- _Problems to solve_
**a)** According to the Springhill passage, why did the community take the name "Barefoot, Louisiana" in 1894? Answer in one to three sentences.
**b)** Can you rewrite the entries from the line containing "Detection target: smartphone" through the line containing "354,0 -> 397,85", both ends included, as a Markdown table with the columns Row and Line? Number each line in Row and skip any blank lines.

- _Source passage_
————

Springhill is a city in northern Webster Parish, Louisiana, United States. The population was 5,279 at the 2010 census, a decrease of 160 since 2000. Springhill is part of the Minden Micropolitan Statistical Area though it is thirty miles north of Minden, the seat of government of Webster Parish. The Springhill population is 34 percent African American, compared to 25 percent minority in 2000.

The 1979 film Five Days from Home, which was directed by and starred George Peppard, was filmed primarily in Springhill. Peppard's third wife, Sherry Boucher, is a Springhill native; her father, Jesse L. Boucher was a businessman and developer who served as mayor of Springhill.

History

Webster Parish was first permanently settled about 1818 near Overton south of the parish seat of Minden. According to genealogical findings, William Farmer, Samuel Monzingo, J. A. Byrnes, and Joseph Murrell were the first settlers in the area. These settlers formed an area that was initially referred to informally as "Piney Woods."  In 1894, though still unincorporated, what would eventually become Springhill took the name "Barefoot, Louisiana" on the notions of a Mrs. Maxwell, who assigned the name based on her observations that many men in the community went to work without shoes. The town that is today Springhill was finally incorporated in 1902. The first mayor was N.B. Taylor, who followed a year thereafter by B.D. Wilson. Peter Modisette was the mayor from 1914 to 1925.

————

Items listed in a dataset:

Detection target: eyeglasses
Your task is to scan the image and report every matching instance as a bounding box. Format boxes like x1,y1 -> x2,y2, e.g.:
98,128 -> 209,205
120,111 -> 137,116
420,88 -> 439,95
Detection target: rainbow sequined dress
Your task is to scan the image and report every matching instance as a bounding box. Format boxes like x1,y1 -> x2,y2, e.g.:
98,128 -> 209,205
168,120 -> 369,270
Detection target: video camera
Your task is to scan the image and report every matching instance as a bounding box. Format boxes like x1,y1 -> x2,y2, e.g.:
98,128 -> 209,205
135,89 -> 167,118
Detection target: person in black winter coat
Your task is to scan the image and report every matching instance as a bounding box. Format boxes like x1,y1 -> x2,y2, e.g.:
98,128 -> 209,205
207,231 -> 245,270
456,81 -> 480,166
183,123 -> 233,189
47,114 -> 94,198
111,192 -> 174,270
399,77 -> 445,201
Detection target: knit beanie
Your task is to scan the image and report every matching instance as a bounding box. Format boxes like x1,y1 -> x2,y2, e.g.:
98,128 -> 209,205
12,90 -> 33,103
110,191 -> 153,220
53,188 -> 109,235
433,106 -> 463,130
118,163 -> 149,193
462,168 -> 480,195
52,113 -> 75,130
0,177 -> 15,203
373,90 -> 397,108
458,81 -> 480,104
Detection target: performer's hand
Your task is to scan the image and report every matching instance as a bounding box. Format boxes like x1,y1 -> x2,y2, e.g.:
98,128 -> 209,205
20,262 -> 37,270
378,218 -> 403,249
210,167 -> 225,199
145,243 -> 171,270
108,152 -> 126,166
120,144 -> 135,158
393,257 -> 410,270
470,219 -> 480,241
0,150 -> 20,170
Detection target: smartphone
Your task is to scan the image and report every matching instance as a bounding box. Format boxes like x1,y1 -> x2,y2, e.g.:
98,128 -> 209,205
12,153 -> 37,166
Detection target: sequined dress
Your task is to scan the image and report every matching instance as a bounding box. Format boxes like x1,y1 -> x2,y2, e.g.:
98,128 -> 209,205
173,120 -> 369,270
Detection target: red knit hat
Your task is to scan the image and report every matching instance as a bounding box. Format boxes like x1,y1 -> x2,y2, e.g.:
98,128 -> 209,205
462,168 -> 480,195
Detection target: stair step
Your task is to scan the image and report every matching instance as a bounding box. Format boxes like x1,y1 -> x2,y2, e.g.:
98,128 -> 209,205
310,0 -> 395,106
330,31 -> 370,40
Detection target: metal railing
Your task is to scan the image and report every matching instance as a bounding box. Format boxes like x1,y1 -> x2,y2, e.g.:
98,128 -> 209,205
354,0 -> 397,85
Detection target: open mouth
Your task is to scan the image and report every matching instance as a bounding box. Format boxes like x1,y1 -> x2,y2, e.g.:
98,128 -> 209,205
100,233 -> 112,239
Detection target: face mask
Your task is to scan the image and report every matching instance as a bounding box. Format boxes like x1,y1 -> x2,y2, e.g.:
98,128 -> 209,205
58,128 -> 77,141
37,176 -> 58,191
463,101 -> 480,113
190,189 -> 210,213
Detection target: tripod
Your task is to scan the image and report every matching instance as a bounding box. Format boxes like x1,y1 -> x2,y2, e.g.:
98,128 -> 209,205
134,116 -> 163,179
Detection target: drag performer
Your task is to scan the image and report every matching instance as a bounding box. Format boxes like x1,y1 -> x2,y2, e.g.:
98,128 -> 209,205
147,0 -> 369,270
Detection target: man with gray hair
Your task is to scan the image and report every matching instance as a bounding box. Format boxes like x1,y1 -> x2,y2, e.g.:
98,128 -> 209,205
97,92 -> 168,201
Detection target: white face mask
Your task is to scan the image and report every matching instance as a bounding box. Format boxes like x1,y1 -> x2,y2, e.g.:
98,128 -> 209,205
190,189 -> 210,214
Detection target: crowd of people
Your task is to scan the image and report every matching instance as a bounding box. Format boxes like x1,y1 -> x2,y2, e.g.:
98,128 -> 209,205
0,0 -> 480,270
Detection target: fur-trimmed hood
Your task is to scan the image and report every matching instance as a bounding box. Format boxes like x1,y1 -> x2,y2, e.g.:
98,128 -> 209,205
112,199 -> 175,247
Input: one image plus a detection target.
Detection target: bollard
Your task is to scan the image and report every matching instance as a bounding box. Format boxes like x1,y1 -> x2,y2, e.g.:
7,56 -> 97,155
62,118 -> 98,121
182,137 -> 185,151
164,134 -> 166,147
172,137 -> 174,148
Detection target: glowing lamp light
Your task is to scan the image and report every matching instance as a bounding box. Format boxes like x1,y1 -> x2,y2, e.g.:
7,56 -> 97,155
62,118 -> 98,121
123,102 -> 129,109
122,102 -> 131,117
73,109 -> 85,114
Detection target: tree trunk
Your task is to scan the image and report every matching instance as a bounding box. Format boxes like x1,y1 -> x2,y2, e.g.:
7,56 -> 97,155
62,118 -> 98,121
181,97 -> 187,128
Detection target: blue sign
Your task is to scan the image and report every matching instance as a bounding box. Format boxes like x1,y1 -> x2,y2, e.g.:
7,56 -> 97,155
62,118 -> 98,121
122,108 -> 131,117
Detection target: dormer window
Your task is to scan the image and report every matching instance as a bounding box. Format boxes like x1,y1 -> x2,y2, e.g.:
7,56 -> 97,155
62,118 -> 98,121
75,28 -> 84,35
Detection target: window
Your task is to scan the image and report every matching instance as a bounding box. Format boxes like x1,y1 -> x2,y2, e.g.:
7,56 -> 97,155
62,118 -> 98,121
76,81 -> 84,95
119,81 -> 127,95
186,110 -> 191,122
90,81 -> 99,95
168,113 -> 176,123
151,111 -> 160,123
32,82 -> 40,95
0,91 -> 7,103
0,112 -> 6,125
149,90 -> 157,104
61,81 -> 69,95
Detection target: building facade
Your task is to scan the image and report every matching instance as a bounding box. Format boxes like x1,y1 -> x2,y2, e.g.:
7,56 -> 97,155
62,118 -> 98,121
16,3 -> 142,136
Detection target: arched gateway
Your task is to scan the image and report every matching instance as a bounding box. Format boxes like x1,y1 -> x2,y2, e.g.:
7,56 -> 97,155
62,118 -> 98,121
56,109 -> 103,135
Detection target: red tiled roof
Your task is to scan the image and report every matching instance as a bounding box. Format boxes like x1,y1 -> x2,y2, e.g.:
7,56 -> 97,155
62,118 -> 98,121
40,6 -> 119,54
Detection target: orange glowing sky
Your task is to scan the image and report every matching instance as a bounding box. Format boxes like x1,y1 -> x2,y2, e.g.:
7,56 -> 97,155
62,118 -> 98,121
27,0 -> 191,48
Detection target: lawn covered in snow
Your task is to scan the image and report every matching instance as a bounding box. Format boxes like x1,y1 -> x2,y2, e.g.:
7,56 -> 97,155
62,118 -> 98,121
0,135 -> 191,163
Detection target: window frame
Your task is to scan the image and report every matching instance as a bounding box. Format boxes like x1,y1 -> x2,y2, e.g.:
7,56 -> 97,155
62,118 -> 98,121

————

- _In response_
**a)** A Mrs. Maxwell chose the name. She had noticed that many men in the community went to work without shoes.

**b)**
| Row | Line |
|---|---|
| 1 | Detection target: smartphone |
| 2 | Your task is to scan the image and report every matching instance as a bounding box. Format boxes like x1,y1 -> x2,y2, e.g.: |
| 3 | 98,128 -> 209,205 |
| 4 | 12,153 -> 37,166 |
| 5 | Detection target: sequined dress |
| 6 | Your task is to scan the image and report every matching instance as a bounding box. Format boxes like x1,y1 -> x2,y2, e.g.: |
| 7 | 98,128 -> 209,205 |
| 8 | 173,120 -> 369,270 |
| 9 | Detection target: red knit hat |
| 10 | Your task is to scan the image and report every matching instance as a bounding box. Format boxes like x1,y1 -> x2,y2, e.g.: |
| 11 | 98,128 -> 209,205 |
| 12 | 462,168 -> 480,195 |
| 13 | Detection target: stair step |
| 14 | Your task is to scan the image and report every matching instance as a bounding box. Format boxes like x1,y1 -> x2,y2, e.g.: |
| 15 | 98,128 -> 209,205 |
| 16 | 310,0 -> 395,106 |
| 17 | 330,31 -> 370,40 |
| 18 | Detection target: metal railing |
| 19 | Your task is to scan the image and report every matching instance as a bounding box. Format boxes like x1,y1 -> x2,y2, e.g.: |
| 20 | 98,128 -> 209,205 |
| 21 | 354,0 -> 397,85 |